DIRECTIONS:
1. Write out the passage of the Danilov biography between "Danilov served as" and "of the IEID.", inclusive.
2. Render this sentence from the Danilov biography in German: "Danilov was Mayor of Luhansk from 1994 to 1997."

SOURCE PASSAGE:
______________________________
Oleksiy Miacheslavovych Danilov (; born 7 September 1962) is a Ukrainian politician who has been the secretary of the National Security and Defense Council of Ukraine since 3 October 2019.

Early life and early career 
Danilov graduated in 1981 from the Starobilsk State Farm Technical School with a degree in veterinary medicine. In 1981 he began working as a veterinary in a farm in Voroshilovgrad (currently Luhansk). From 1983 to 1987, he worked as a veterinarian in Voroshilovgrad's park "1 May". From 1987 to 1991 he worked as a private veterinarian. From 1991 to 1994 he was engaged in private entrepreneurship.

Political career
Danilov was Mayor of Luhansk from 1994 to 1997. Aged 31 years, he was the youngest ever mayor of Luhansk.

In the 1998 Ukrainian parliamentary election Danilov unsuccessfully ran for a parliamentary seat in electoral district 103 as an independent candidate.

In 1999, Danilov graduated from the University of Luhansk as a licensed history teacher. In 2000, he received a master's degree in management from the East Ukrainian Volodymyr Dahl National University. In 2000, he also received a law degree from the Luhansk State University of Internal Affairs.

In the early 2000s, Danilov was a member of the Yabluko party (which was renamed Party of Free Democrats during his membership). In the 2002 Ukrainian parliamentary election he ran unsuccessfully for parliament on the party list.

In 2000, Danilov was an adviser to the parliamentary Committee on Industrial Policy and Entrepreneurship. From October 2001 to February 2005, he founded the Luhansk Initiative and was its chairman. At the same time, he was as deputy director of the Institute for European Integration and Development (IEID).

Danilov served as the Governor of Luhansk Oblast in 2005.

Danilov was elected to the Verkhovna Rada in 2006 for the Yulia Tymoshenko Bloc. In the 2007 Ukrainian parliamentary election Danilov ran for re-election to parliament for the Party of Free Democrats, but was again unsuccessful. After leaving parliament he returned to his previous position of deputy director of the IEID.

Danilov rose to national prominence on the strength of appearances "on Ukraine's highly-rated national prime time talk show, where he takes on the country's oligarchs, illegal privatizations, the machinations Russia's fifth column in Ukraine, and "treasonous" votes in past parliaments."
______________________________
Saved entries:
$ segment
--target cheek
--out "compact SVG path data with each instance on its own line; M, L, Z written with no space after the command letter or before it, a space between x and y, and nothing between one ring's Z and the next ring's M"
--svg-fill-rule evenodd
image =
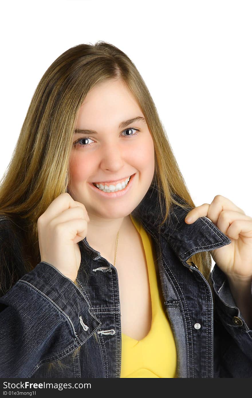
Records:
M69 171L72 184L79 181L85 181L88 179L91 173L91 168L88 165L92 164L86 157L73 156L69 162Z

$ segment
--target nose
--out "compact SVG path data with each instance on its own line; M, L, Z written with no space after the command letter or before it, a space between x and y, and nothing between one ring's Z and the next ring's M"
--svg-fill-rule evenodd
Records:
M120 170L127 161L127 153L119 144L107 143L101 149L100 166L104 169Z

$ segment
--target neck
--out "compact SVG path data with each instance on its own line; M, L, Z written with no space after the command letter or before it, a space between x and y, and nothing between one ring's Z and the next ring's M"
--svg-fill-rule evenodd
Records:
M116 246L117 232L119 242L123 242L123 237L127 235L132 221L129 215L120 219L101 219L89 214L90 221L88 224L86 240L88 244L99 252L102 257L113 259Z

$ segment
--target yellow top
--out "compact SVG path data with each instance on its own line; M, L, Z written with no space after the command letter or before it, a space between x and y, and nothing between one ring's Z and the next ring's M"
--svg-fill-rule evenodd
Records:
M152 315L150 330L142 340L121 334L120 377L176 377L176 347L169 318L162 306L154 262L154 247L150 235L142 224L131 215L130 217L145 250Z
______________________________
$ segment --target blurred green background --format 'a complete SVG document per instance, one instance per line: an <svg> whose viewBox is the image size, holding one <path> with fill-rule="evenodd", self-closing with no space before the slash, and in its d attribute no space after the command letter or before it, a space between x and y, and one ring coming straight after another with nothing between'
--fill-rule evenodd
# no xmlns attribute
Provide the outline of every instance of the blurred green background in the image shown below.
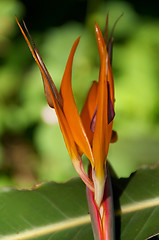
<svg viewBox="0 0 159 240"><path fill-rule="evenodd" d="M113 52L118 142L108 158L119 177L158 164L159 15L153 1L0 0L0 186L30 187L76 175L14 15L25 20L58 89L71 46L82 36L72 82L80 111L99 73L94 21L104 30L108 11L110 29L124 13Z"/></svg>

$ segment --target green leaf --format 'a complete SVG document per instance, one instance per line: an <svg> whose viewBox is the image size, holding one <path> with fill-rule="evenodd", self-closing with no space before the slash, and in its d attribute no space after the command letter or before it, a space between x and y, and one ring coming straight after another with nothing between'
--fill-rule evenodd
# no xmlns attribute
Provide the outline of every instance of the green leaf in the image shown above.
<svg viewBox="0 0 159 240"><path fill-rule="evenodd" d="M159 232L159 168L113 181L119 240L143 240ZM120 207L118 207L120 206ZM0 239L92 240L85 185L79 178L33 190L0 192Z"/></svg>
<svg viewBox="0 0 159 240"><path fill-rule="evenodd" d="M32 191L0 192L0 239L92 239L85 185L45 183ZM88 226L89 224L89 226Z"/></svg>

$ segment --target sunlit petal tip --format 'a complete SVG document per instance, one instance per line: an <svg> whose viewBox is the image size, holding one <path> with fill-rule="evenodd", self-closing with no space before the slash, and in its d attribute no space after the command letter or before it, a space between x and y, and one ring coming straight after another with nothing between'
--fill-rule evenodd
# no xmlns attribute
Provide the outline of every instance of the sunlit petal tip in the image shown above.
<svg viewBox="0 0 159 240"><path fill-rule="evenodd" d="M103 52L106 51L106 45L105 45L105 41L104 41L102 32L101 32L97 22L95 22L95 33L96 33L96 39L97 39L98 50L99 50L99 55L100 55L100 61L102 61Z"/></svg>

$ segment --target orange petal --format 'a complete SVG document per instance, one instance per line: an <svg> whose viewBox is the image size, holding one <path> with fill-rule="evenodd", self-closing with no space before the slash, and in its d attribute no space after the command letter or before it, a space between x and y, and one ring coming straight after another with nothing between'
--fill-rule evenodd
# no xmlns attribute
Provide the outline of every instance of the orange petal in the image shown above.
______________________________
ANSWERS PROVIDED:
1.
Danilov served as the Governor of Luhansk Oblast in 2005.

Danilov was elected to the Verkhovna Rada in 2006 for the Yulia Tymoshenko Bloc. In the 2007 Ukrainian parliamentary election Danilov ran for re-election to parliament for the Party of Free Democrats, but was again unsuccessful. After leaving parliament he returned to his previous position of deputy director of the IEID.

2. Danilov war von 1994 bis 1997 Bürgermeister von Luhansk.